-- START QUOTED PASSAGE --

Core Insight for Count Square Submatrices with All Ones

The key intuition is to change the definition of what we are counting. Instead of asking "Does a square of size $k$ start here?", we ask "What is the maximum size of a square that ends at this cell (bottom-right corner)?"

Let dp[i][j] represent the side length of the largest square whose bottom-right corner is at (i, j).

If matrix[i][j] is 1, the size of the square ending at (i, j) is limited by its three neighbors:

1. The square ending directly above it (i-1, j).
2. The square ending directly to the left (i, j-1).
3. The square ending diagonally top-left (i-1, j-1).

The Constraint: To form a square of size $k$ at (i, j), the neighbors (Top, Left, and Top-Left) must all support squares of size at least $k-1$. If any neighbor has a smaller square, the square at (i, j) is bottlenecked by that minimum size.

Therefore, the recurrence relation is: $dp[i][j] = \min(dp[i-1][j], dp[i][j-1], dp[i-1][j-1]) + 1$

Visual Description: Imagine building a square block by block. To place a $2 \times 2$ block ending at $(i, j)$, you need a $1 \times 1$ block at the top, left, and top-left positions. To place a $3 \times 3$ block, those neighbors must themselves be the corners of $2 \times 2$ blocks. The smallest neighbor dictates the maximum extension possible.

Crucially, the value dp[i][j] also tells us exactly how many squares end at (i, j). If dp[i][j] = 3, it means a $3 \times 3$, a $2 \times 2$, and a $1 \times 1$ square all end there. Thus, the sum of all values in the DP table is the answer.

Execution Flow

1. Initialize a variable total_squares = 0.
2. Iterate through the grid with row index i from 0 to m-1 and column index j from 0 to n-1.
3. Check Condition: If matrix[i][j] == 1:
   • Boundary Case: If i == 0 or j == 0, the max square size is 1. We just add 1 to total_squares. (In an in-place modification, we leave the 1 as is).
   • Internal Case: If i > 0 and j > 0, calculate the value: val = min(matrix[i-1][j], matrix[i][j-1], matrix[i-1][j-1]) + 1.
   • Update matrix[i][j] (or the DP table) with val.
   • Add val to total_squares.
4. If matrix[i][j] == 0, do nothing (it contributes 0).
5. Return total_squares.

Proof of Correctness

The correctness relies on the geometric property of squares. A square of size $S \times S$ ending at $(i, j)$ covers the region from $(i-S+1, j-S+1)$ to $(i, j)$. For this to exist, the submatrix defined by $(i-1, j)$ must support a square of size $S-1$, as must $(i, j-1)$ and $(i-1, j-1)$.

By taking the minimum of these three neighbors and adding 1, we guarantee that we extend the square only as far as the "weakest" link allows, ensuring no 0s are included. Summing these values correctly counts all squares because a max-square of size $k$ implies exactly $k$ valid squares ending at that specific coordinate (sizes $1, 2, ..., k$).

-- END QUOTED PASSAGE --

TASK INSTRUCTIONS :: Write out the part of the explanation of counting square submatrices between "Therefore, the recurrence" and "maximum extension possible.", inclusive. The material after this point has nothing to do with the explanation of counting square submatrices.

-- START DATASET ROWS --

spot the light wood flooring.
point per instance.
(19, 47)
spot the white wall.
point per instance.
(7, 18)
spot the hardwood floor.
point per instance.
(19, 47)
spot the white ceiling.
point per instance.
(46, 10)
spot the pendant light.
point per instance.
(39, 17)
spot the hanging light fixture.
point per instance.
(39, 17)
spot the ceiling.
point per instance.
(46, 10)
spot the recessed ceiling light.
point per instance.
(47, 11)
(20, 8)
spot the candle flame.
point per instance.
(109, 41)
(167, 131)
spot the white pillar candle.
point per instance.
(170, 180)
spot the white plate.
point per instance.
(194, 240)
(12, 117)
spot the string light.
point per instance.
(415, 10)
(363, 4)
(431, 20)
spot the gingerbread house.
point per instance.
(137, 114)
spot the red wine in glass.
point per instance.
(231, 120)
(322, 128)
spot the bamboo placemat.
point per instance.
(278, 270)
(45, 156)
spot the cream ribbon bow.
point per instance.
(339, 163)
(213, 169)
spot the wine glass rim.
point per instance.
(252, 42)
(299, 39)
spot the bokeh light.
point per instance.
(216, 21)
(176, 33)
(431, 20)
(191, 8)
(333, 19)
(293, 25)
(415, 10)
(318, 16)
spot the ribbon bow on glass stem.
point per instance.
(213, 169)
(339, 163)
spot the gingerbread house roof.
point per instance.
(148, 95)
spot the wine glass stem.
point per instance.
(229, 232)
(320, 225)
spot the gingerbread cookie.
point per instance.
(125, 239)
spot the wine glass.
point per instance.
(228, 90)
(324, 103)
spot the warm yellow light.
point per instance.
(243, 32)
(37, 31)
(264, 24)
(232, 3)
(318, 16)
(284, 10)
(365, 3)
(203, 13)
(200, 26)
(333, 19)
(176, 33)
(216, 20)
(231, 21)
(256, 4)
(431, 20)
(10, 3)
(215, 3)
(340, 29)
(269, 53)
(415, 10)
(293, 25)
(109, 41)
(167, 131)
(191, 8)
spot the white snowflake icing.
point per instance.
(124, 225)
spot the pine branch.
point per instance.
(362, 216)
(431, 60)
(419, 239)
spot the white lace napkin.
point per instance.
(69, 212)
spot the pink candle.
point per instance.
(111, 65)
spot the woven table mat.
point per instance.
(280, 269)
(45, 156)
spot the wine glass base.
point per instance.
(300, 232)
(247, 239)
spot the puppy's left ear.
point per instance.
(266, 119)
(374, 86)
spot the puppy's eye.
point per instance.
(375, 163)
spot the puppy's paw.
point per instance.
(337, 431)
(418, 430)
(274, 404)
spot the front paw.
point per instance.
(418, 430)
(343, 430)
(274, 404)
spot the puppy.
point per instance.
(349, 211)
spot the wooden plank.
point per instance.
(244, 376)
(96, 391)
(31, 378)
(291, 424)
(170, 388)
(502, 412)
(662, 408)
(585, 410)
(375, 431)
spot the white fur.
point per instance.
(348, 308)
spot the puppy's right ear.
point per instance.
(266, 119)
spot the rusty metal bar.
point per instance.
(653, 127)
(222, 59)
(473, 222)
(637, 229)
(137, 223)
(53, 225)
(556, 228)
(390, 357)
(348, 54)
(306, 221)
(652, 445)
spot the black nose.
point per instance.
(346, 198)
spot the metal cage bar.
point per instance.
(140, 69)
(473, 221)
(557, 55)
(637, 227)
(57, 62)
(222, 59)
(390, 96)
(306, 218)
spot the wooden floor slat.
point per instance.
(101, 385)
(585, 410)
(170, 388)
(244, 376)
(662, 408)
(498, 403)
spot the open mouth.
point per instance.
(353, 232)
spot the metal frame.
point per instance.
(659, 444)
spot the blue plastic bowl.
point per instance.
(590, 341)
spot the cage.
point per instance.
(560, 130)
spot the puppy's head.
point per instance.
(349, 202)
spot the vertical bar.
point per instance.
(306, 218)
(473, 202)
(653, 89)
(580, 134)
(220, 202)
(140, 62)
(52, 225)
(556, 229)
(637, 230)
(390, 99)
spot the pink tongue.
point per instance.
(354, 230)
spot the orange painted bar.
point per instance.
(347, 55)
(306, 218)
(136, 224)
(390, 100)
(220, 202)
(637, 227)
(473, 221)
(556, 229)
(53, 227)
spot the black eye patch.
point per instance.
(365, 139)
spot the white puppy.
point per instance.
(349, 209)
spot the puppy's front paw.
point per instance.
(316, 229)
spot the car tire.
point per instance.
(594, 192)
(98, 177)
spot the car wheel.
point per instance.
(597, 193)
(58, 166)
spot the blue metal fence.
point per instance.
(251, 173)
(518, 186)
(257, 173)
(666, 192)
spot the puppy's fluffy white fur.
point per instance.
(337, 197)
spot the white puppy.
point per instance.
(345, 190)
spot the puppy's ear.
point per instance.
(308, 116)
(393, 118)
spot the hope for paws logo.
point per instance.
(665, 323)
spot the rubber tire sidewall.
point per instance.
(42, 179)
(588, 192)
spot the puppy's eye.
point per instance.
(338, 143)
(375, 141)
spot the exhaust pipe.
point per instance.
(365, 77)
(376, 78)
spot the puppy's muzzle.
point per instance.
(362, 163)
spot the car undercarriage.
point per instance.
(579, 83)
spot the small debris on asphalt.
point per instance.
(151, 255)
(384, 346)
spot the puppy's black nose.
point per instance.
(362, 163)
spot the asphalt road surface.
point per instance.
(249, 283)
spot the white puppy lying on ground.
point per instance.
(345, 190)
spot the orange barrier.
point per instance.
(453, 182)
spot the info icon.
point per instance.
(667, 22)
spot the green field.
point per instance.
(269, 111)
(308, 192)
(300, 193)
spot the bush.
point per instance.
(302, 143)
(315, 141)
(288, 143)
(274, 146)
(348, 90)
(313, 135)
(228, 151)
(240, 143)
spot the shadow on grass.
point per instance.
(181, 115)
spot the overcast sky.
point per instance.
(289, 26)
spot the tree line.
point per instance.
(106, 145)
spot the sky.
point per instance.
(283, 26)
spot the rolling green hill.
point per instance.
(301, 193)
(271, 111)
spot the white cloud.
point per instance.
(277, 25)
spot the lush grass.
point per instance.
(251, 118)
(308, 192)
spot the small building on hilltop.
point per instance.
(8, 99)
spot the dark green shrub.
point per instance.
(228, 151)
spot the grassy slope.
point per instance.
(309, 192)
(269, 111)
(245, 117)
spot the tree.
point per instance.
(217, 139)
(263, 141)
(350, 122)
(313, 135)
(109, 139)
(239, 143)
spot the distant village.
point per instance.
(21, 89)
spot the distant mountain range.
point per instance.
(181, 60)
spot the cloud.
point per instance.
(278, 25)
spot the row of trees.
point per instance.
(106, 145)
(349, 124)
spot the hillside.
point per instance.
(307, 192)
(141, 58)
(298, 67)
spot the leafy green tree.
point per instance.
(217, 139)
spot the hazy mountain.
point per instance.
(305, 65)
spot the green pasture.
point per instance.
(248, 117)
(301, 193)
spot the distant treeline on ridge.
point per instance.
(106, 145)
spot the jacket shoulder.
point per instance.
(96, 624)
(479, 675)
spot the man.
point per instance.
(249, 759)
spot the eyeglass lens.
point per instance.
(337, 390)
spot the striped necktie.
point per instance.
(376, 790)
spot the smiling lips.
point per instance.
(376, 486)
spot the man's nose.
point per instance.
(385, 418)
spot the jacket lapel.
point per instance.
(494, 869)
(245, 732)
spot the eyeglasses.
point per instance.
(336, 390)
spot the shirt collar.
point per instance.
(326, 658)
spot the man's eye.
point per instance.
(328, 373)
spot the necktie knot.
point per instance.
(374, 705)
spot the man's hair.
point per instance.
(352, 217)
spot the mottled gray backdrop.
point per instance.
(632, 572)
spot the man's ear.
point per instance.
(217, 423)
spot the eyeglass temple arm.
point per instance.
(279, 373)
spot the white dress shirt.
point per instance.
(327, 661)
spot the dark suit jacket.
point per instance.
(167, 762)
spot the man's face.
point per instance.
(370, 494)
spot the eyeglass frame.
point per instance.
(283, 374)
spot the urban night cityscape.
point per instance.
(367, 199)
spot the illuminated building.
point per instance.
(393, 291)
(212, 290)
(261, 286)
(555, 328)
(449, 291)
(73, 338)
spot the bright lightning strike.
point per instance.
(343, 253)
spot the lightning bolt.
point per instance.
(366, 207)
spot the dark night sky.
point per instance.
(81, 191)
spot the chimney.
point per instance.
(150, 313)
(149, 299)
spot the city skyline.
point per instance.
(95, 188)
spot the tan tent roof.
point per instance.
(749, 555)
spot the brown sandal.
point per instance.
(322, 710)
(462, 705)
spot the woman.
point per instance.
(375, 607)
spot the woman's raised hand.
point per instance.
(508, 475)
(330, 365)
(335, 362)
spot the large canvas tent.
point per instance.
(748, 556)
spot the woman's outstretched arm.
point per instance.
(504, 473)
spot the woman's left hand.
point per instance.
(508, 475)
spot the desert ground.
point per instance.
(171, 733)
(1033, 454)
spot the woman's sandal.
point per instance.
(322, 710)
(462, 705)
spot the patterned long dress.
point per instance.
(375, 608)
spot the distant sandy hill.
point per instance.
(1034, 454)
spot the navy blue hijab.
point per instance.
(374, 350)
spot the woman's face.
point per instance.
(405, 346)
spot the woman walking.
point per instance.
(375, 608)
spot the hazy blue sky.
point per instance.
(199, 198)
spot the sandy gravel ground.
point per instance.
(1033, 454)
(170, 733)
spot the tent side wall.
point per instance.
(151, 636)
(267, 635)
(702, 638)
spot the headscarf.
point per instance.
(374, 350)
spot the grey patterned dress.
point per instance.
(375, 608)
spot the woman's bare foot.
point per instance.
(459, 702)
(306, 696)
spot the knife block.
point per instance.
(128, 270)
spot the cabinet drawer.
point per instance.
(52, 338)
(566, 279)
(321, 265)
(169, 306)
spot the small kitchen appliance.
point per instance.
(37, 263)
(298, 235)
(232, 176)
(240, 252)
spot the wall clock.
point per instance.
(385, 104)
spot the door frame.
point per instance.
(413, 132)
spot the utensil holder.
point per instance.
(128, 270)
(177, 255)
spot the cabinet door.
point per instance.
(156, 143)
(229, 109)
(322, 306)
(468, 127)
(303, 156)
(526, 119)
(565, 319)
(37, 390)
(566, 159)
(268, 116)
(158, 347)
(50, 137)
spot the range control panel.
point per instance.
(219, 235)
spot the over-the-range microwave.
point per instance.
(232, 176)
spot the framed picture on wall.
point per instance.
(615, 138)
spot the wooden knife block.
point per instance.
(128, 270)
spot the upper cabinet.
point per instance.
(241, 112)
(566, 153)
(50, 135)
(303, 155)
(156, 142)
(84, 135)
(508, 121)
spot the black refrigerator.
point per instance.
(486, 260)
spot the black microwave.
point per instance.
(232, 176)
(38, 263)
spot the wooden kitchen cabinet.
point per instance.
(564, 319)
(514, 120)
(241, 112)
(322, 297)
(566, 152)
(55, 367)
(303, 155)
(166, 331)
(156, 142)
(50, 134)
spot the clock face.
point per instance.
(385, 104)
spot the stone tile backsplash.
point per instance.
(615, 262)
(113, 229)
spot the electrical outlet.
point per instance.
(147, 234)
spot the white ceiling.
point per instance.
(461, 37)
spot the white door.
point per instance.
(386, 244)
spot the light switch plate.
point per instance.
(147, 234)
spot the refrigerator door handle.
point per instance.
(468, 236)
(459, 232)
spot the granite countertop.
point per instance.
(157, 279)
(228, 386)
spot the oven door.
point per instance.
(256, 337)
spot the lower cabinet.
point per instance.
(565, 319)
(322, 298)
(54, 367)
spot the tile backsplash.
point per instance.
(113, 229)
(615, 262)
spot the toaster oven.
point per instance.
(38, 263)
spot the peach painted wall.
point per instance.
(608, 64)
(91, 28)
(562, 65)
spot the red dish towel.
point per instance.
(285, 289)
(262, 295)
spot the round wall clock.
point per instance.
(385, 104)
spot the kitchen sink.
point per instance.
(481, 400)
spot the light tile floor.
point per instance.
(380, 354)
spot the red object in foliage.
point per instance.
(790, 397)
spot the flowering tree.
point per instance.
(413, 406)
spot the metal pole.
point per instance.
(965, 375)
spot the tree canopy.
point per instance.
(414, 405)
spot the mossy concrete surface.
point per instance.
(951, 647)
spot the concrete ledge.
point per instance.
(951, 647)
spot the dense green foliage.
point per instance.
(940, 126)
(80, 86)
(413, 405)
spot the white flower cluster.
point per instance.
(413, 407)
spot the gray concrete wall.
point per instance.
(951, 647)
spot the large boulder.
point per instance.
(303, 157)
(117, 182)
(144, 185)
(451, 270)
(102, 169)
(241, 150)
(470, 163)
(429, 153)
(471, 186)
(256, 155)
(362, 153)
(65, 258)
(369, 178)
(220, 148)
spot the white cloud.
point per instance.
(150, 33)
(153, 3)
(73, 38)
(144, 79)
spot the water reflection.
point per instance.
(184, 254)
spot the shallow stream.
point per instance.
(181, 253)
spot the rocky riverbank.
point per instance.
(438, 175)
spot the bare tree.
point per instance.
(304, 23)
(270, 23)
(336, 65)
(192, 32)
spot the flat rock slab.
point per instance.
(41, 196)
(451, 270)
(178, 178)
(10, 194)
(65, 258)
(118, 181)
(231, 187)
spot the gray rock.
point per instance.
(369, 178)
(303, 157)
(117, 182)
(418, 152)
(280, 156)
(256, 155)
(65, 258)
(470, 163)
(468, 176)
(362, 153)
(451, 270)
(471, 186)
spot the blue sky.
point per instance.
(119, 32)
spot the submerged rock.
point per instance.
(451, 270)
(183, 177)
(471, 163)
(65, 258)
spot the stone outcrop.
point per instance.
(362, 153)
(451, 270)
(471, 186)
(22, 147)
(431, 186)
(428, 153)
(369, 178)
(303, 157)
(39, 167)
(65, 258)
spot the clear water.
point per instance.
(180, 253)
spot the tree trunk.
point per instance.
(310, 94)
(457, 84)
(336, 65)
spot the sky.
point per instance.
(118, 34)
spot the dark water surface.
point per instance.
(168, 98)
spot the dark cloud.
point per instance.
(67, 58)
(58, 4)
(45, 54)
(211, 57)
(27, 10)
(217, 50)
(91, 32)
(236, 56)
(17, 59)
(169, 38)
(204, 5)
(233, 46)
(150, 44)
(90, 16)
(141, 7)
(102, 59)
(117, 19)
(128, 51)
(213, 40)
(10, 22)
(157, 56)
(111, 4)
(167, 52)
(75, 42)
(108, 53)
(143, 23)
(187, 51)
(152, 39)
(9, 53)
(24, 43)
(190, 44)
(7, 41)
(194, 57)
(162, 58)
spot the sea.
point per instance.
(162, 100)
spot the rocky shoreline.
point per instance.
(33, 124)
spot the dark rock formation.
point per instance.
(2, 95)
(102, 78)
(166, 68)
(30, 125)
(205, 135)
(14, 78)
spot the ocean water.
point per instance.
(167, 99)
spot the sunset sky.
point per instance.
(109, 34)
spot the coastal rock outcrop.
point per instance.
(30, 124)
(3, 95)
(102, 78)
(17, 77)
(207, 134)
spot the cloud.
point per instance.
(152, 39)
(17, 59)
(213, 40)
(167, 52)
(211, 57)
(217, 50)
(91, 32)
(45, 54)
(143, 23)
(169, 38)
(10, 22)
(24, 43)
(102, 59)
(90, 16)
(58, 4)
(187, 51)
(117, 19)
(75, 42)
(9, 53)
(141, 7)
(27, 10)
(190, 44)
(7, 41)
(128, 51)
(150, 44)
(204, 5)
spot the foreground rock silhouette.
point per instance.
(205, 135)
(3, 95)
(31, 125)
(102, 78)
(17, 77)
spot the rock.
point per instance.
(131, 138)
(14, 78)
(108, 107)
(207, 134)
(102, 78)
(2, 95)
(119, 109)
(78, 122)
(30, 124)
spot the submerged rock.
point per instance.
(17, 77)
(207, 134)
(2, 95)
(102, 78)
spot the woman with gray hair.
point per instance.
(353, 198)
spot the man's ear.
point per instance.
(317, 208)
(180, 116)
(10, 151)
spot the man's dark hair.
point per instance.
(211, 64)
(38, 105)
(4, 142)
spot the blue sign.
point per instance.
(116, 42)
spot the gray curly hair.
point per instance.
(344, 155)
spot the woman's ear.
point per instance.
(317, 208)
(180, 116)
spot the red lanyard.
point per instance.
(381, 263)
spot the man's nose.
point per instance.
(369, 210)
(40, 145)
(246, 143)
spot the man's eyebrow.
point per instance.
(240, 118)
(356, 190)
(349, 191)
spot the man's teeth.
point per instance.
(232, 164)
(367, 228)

-- END DATASET ROWS --

FINAL RESULT ::
Therefore, the recurrence relation is: $dp[i][j] = \min(dp[i-1][j], dp[i][j-1], dp[i-1][j-1]) + 1$

Visual Description: Imagine building a square block by block. To place a $2 \times 2$ block ending at $(i, j)$, you need a $1 \times 1$ block at the top, left, and top-left positions. To place a $3 \times 3$ block, those neighbors must themselves be the corners of $2 \times 2$ blocks. The smallest neighbor dictates the maximum extension possible.